# [EXERCISE 1]
From the article about the 1967 Wilmington plane crash, reproduce the passage between "A fatal airplane" and "Year’s Day, 1967.", inclusive.
# [EXERCISE 2]
Translate this sentence from the article about the 1967 Wilmington plane crash into Spanish: "He recognized the plane as a four-passenger Cessna from the Spring Grove Flying Club."
# [EXERCISE 3]
Write the next part of the article about the 1967 Wilmington plane crash, starting after its final sentence.

# [EXCERPTED TEXT]
****************************************
January 4, 2021 by Lee Epps

Fillmore County Journa; - Lee Epps

“It was like the Lord told him to do it now – you have an important job to do tomorrow,” wrote Glenn Buxengard, referring to neighbor George Wiemerslage, whose tractor had run out of gas the night before – New Year’s Eve. It was dark and time for chores, so Wiemerslage was going to leave gassing up until tomorrow. But he didn’t wait. So, when Buxengard phoned him the next morning – New Year’s Day, 1967 – the tractor and snow scoop were ready.

“There was a light, frosty fog in the air as I ran from the barn to the house, or I would be late for church,” remembers Buxengard, whose family farmstead abuts the old townsite of Wilmington – southeast of Spring Grove and southwest of Caledonia.

“As I reached the house, I heard an airplane. It was not much over a 100 feet above the ground.” He recognized the plane as a four-passenger Cessna from the Spring Grove Flying Club.

A fatal airplane crash might have been even worse if not for the immediate action taken by three farm residents in Wilmington on New Year’s Day, 1967.
****************************************
# [MATERIAL SHOWN]
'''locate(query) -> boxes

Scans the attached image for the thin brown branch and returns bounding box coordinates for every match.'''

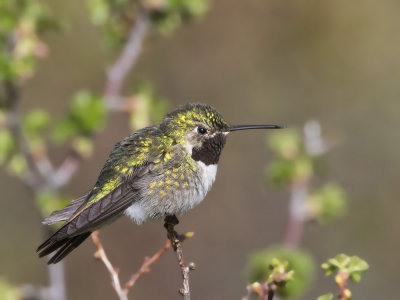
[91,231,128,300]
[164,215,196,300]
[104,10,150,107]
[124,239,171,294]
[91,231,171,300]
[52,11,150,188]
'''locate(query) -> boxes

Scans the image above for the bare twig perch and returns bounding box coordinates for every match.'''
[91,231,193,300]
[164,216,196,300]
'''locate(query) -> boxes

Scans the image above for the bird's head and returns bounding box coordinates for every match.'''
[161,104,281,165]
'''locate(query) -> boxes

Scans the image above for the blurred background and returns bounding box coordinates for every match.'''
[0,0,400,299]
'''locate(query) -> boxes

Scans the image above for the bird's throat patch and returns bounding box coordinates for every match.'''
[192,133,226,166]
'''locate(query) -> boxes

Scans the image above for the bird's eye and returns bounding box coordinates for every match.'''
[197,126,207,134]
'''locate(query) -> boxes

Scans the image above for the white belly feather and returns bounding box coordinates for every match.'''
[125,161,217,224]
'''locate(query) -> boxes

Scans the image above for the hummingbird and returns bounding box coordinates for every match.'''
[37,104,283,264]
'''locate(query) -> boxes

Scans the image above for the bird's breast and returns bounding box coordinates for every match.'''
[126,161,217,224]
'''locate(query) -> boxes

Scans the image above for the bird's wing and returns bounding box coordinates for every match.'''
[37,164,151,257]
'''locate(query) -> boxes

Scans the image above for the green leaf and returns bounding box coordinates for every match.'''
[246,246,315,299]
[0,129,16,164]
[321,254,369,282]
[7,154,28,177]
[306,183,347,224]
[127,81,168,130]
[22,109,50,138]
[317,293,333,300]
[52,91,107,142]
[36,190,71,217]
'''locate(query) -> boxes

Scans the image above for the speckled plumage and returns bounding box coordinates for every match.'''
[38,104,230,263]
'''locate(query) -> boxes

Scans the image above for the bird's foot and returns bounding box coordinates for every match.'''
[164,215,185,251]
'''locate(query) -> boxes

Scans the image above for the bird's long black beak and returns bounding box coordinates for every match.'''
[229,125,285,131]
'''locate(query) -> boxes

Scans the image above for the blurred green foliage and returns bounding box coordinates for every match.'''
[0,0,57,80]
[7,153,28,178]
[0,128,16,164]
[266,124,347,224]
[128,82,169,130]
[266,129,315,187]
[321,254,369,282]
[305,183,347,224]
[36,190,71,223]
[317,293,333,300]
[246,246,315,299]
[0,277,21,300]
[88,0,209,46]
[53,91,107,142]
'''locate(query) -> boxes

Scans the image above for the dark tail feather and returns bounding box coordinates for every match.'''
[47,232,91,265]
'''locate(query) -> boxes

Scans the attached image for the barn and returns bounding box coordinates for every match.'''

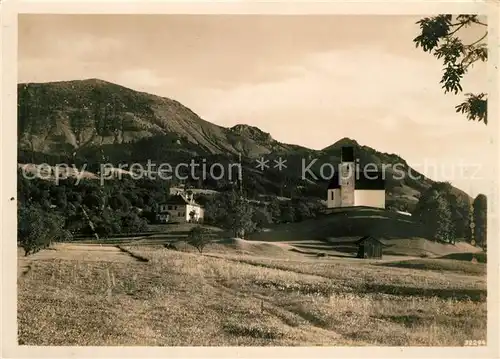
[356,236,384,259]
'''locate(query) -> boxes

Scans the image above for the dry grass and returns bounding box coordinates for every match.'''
****************************************
# [EXERCISE ANSWER 1]
A fatal airplane crash might have been even worse if not for the immediate action taken by three farm residents in Wilmington on New Year’s Day, 1967.

# [EXERCISE ANSWER 2]
Reconoció el avión como un Cessna de cuatro plazas del Spring Grove Flying Club.

# [EXERCISE ANSWER 3]
Photo submitted

“It turned around and flew north about one mile. I could see they were in real trouble. It turned again and came towards me and started climbing slightly to clear the woods, when all of a sudden, the wings started wobbling, it flew through the last tree in the woods and crashed into the field.”

Buxengard hurried into the house to call an ambulance and phone Wiemerslage to take his tractor and snow scoop to the field entrance and open a quarter-mile path, so the ambulance could reach the airplane.

Buxengard and his wife La Verne drove on that path to reach the crash site. He drove as fast as he could. “If I stopped, I’m sure we would get stuck in the snow.”

Discovering four passengers, Buxengard told his wife to return home and call a second ambulance. In her church clothes, she ran through the woods and deep snow to make the call.

The milk hauler gave her a ride back to the field entrance, where she waited to wave down the ambulance and direct it to the just-cleared pathway to the plane. She waited again – for the second ambulance.

The pilot was 46-year-old Larry Moen, a Spring Grove plumber, who along with 33-year-old Spring Grove veterinarian Roger Bender, were flying two military servicemen back to Fort Bliss, Tex. James Peterson, age 19 from rural Caledonia, and Larry Anderson, age 21 from Spring Grove, had been back home for the holidays.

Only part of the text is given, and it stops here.